┌─ Data extract
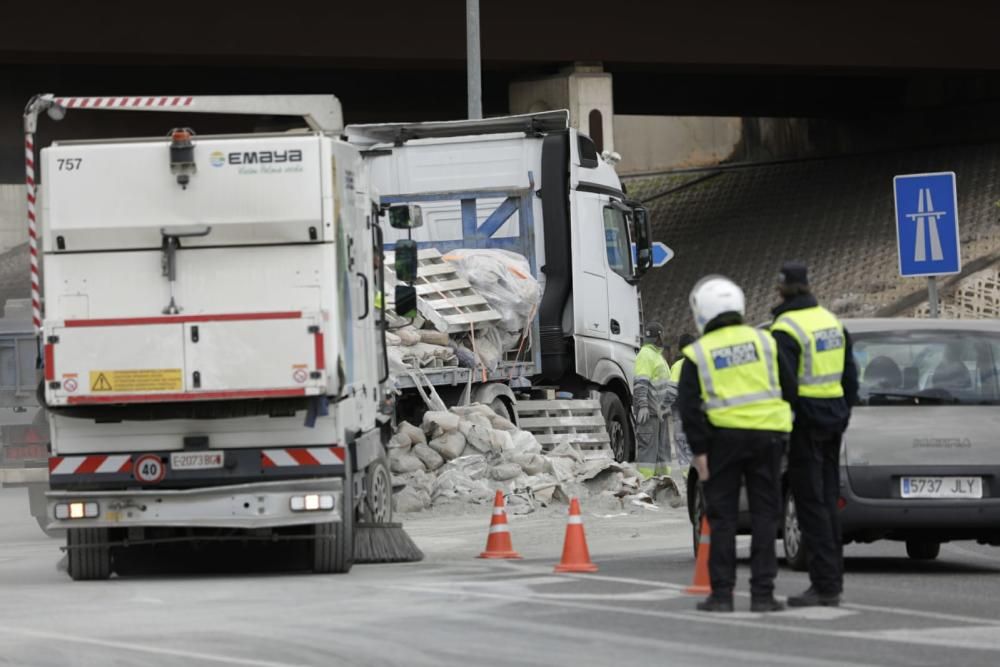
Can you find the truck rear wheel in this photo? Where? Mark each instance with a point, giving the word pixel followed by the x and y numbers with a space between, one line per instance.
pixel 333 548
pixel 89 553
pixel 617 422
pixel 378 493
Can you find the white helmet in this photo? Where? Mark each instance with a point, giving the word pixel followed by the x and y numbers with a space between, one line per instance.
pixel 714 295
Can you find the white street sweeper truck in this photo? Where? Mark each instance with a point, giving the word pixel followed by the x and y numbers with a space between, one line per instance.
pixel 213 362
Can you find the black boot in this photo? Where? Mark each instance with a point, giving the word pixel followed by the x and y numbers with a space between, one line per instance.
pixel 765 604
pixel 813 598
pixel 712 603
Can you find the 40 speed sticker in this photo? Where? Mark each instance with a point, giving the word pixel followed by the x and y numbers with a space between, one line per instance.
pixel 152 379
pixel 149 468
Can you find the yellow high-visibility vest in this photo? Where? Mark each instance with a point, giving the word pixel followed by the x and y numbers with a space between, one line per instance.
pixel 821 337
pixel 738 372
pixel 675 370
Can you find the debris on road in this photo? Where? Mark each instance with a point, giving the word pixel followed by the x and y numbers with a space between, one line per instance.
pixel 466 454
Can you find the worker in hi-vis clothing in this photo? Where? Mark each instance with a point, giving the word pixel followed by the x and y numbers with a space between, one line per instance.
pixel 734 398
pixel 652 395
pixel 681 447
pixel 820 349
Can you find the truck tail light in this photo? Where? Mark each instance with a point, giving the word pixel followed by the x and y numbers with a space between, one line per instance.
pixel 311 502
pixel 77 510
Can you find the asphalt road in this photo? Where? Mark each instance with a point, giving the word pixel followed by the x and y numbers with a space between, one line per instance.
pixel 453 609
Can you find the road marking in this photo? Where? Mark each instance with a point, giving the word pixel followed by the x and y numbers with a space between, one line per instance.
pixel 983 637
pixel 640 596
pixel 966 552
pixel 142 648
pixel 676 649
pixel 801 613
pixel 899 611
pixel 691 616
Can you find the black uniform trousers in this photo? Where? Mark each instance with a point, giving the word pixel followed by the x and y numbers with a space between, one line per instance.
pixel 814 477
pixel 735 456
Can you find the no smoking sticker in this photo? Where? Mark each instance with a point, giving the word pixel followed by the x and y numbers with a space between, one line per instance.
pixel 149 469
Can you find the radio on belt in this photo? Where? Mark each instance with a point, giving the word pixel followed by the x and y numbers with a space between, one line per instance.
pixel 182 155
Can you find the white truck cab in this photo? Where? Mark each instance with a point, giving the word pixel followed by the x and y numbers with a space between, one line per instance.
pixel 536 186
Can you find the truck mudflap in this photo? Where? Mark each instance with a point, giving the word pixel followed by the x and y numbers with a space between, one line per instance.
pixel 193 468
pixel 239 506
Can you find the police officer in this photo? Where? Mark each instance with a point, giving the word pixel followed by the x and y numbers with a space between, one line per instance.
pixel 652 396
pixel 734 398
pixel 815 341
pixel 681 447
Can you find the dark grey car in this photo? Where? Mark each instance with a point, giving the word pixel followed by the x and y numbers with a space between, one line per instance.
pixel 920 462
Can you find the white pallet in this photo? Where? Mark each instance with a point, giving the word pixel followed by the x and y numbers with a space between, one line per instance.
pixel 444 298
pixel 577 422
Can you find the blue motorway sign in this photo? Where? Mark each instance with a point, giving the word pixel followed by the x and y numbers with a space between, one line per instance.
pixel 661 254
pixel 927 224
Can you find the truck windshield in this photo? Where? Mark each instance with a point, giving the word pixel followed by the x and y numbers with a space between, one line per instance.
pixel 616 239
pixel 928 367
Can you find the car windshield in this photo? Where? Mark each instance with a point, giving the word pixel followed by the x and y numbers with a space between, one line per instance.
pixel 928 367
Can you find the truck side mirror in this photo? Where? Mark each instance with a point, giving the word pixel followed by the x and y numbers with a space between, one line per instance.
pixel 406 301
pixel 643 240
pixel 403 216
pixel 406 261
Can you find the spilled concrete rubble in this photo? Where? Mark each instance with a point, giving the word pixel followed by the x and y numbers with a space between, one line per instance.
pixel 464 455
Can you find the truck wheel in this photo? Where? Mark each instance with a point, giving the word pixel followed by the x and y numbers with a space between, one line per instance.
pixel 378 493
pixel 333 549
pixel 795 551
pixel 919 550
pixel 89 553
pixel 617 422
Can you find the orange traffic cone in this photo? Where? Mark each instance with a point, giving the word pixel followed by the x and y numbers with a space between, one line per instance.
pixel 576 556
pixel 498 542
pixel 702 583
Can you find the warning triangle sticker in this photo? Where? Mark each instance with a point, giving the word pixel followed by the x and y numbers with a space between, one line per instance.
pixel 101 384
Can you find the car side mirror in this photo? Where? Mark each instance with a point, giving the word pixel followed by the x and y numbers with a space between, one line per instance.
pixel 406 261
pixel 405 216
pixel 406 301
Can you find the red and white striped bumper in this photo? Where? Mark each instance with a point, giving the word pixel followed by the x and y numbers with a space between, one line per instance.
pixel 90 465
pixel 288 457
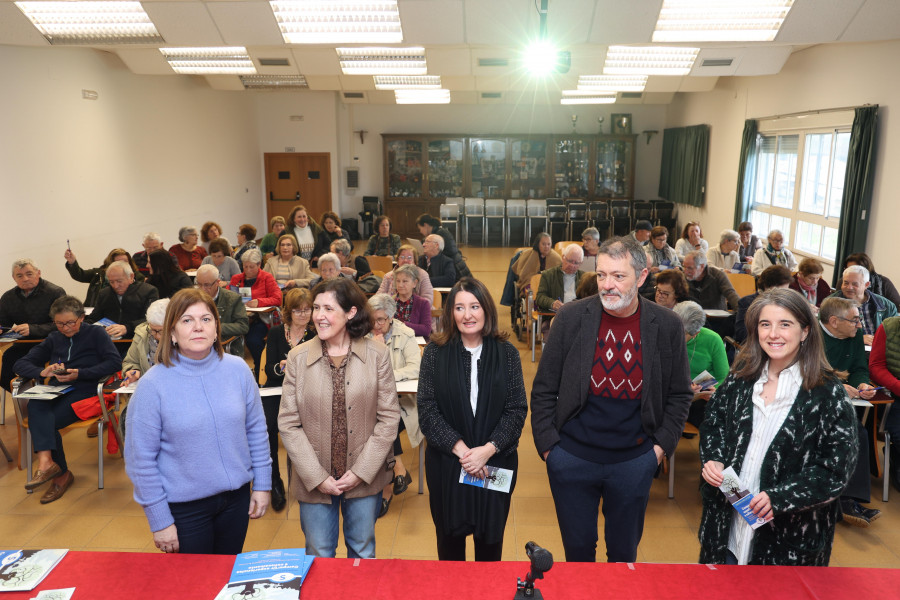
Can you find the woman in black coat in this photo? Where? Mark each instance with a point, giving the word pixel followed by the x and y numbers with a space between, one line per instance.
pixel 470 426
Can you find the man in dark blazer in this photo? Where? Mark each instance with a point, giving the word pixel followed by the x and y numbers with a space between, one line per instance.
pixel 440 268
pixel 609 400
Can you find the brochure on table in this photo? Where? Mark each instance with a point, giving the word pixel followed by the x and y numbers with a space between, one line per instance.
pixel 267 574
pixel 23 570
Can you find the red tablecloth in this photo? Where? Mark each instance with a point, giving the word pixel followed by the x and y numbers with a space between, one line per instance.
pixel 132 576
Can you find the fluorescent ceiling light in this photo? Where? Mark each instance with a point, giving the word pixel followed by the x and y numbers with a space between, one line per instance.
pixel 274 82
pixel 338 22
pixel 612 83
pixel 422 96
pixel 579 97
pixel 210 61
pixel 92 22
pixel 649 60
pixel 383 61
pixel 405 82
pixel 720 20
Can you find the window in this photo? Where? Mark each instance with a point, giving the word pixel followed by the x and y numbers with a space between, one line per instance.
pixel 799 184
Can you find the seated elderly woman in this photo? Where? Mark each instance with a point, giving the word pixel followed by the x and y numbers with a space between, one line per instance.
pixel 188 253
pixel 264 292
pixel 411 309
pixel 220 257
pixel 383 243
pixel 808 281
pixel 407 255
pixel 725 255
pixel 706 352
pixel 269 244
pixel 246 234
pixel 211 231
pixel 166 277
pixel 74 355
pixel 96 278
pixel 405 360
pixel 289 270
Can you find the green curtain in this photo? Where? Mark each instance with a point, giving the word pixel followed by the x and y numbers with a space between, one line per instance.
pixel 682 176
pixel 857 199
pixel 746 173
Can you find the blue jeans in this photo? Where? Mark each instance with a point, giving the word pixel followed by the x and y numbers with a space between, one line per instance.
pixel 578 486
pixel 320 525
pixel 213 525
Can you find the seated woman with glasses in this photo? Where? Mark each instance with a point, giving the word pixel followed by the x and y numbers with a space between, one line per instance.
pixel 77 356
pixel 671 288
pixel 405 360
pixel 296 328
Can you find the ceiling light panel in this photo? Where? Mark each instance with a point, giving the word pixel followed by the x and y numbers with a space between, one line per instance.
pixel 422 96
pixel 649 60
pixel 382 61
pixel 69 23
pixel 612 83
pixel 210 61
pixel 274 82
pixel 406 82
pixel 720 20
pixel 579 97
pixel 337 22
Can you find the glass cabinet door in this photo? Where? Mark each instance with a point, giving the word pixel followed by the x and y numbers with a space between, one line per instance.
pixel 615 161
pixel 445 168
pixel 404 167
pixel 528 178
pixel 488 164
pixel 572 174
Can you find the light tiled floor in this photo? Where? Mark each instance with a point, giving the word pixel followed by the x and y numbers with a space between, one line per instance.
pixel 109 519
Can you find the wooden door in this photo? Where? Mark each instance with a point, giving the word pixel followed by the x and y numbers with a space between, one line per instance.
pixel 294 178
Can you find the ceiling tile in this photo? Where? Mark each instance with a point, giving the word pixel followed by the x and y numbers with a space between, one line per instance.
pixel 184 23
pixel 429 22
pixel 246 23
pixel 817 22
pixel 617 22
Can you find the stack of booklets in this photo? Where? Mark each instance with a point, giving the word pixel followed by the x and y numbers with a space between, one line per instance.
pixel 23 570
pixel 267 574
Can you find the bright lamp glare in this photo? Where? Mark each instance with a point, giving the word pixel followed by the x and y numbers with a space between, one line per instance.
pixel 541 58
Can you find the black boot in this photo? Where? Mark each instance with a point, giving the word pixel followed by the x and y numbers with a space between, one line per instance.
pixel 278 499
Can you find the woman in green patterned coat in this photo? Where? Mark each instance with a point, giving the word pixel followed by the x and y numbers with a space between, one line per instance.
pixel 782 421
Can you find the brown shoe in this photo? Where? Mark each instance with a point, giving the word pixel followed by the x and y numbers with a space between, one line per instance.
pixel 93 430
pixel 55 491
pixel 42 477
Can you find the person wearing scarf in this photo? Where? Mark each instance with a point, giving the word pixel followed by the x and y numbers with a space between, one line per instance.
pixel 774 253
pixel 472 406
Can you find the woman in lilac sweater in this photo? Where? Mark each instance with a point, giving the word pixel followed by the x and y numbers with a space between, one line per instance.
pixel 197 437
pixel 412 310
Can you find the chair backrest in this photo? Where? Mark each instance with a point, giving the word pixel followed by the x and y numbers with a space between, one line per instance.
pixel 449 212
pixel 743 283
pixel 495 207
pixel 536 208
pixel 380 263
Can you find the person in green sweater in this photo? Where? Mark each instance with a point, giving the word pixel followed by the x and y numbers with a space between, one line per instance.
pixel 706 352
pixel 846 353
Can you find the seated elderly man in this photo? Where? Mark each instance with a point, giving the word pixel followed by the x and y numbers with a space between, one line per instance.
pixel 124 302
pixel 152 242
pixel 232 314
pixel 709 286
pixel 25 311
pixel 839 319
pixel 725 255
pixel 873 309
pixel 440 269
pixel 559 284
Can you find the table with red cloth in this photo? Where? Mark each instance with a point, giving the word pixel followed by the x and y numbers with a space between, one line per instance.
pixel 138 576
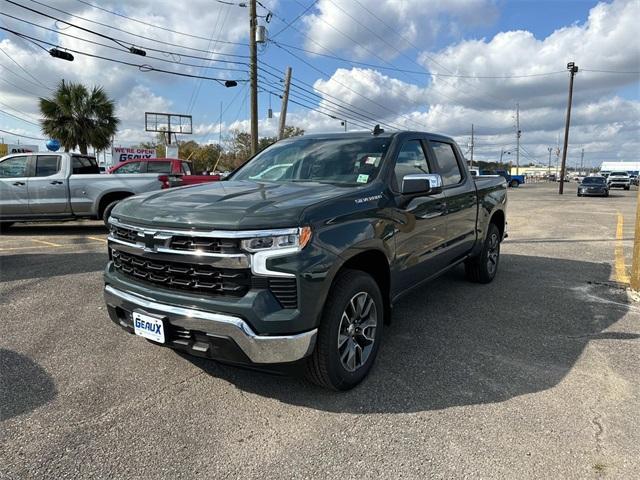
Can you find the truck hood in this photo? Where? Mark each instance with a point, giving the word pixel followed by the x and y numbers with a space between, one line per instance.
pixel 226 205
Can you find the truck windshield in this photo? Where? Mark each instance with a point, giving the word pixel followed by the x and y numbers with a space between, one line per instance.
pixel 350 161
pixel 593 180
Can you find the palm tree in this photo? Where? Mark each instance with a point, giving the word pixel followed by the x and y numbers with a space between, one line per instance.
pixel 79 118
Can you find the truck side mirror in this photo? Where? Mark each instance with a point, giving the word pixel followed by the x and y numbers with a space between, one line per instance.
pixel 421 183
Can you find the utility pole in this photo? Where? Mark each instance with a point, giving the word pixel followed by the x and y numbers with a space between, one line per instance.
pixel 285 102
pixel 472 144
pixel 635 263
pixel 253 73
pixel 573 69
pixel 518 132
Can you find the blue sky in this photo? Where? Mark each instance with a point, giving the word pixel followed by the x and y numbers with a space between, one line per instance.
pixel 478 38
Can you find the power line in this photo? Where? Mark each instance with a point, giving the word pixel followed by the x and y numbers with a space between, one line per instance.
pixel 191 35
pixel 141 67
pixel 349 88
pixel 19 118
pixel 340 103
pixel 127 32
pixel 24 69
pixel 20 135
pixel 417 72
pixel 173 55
└─
• _Exercise description_
Write out exactly the lines from the line with "Can you find the blue sky" to the close of the listing above, including both of those lines.

• _Answer space_
Can you find the blue sky in this photo? Where? Mark each instance with a point, giving the word pixel followed by the x and y numbers with a space between, one line per instance.
pixel 478 38
Can you find the power line in this photo? Where? Mark each instance with a point, giving the word pixel followed by the x and y numbers with a space between, one line per instance.
pixel 191 35
pixel 141 67
pixel 349 88
pixel 19 118
pixel 340 103
pixel 127 32
pixel 24 69
pixel 20 135
pixel 417 72
pixel 173 55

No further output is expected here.